● **Provided text**
◇ ◇ ◇ ◇

Opened 14 years ago

Closed 14 years ago

Last modified 14 years ago

#149 closed defect (fixed)

O(n**2) CPU/malloc during receive of large strings

Reported by: Brian Warner Owned by:
Priority: major Milestone: 0.5.1
Component: performance Version: 0.5.0
Keywords: Cc:


While tracking down some performance problems in Tahoe, I found a smoking gun in Foolscap's receive-side handling of large tokens (in particular large strings, more than about 10MB).

Specifically, the inbound token parser, which maintains a single linear buffer of all unhandled inbound data, performs a copy for each dataReceived chunk. For large strings, each copy handles more bytes than the previous, until the whole token has been received. In addition, the start of the parser loop performs a copy of the post-typebyte body, which again grows in size for large strings.

Some quick performance tests (sending a large string to a receiver which merely discards it) shows the following. "pack" is the time for the sender to serialize the data, "unpack" is the time for the receipient to deserialize it (and also includes network transit time, but this was on a LAN), and the right-most number is the increase in size of the recipient's "VmPeak" value, giving a rough estimate of the impact on memory footprint:

# size     sender            receipient   
#  40kB: 742us pack,  40ms unpack,       0B
# 0.5MB: 2.4ms pack,  56ms unpack,   1.44MB
#   1MB: 4.2ms pack, 198ms unpack,   2.96MB
#   2MB: 7.3ms pack, 726ms unpack,   5.96MB
#   4MB:  14ms pack,  2.8s unpack,  11.95MB
#   8MB:  26ms pack,  9.6s unpack,  23.96MB
#  16MB:  52ms pack,   36s unpack,  47.96MB
#  32MB: 103ms pack,  150s unpack,  95.95MB
#  64MB: 206ms pack,  593s unpack, 191.96MB

Clearly the sender's time is linear, the receipient's memory is linear (but about 3x, much larger than I'd like), and the unpacking time is quadratic.

I have some plans to fix this.. more in a followup comment.

Attachments (2)

149.WIP.diff (40.8 KB) - added by Brian Warner 14 years ago.
here's my current WIP patch. Tests are still failing, but I like the overall design.
stringchain.patch.txt (11.5 KB) - added by Zooko 14 years ago.

Download all attachments as: .zip

Change History (19)

comment:1 Changed 14 years ago by Brian Warner

Here are some quick notes:

# banana.Banana.handleChunk#L814, "rest=buffer[pos+1]" is the
# post-TYPEBYTE pointer. This could probably be replaced with a buffer
# object, because for large tokens, this will invoke a successively
# larger and larger string copy on each dataReceived call.

◇ ◇ ◇ ◇

● **Supplied material**
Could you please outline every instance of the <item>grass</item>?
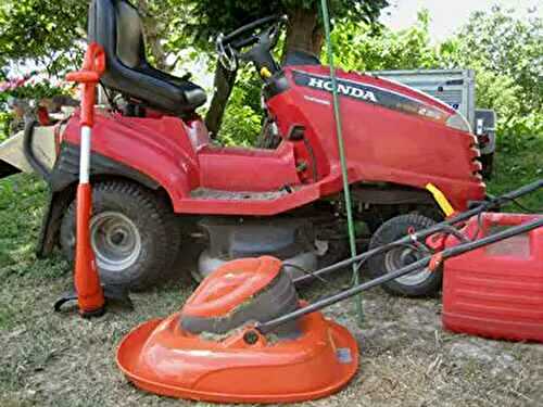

◇ ◇ ◇ ◇

● **Given problem A**
In the Foolscap ticket, switch "parser" to "decoder" in the passage from "Specifically, the inbound" up to and including "for large strings.".
● **Given problem B**
In the Foolscap ticket, how large do strings need to be, roughly, before the receive-side handling of large tokens becomes a problem?
Rely only on the Foolscap ticket text when responding.

● **Task response A**
Specifically, the inbound token decoder, which maintains a single linear buffer of all unhandled inbound data, performs a copy for each dataReceived chunk. For large strings, each copy handles more bytes than the previous, until the whole token has been received. In addition, the start of the decoder loop performs a copy of the post-typebyte body, which again grows in size for large strings.

● **Task response B**
More than about 10MB.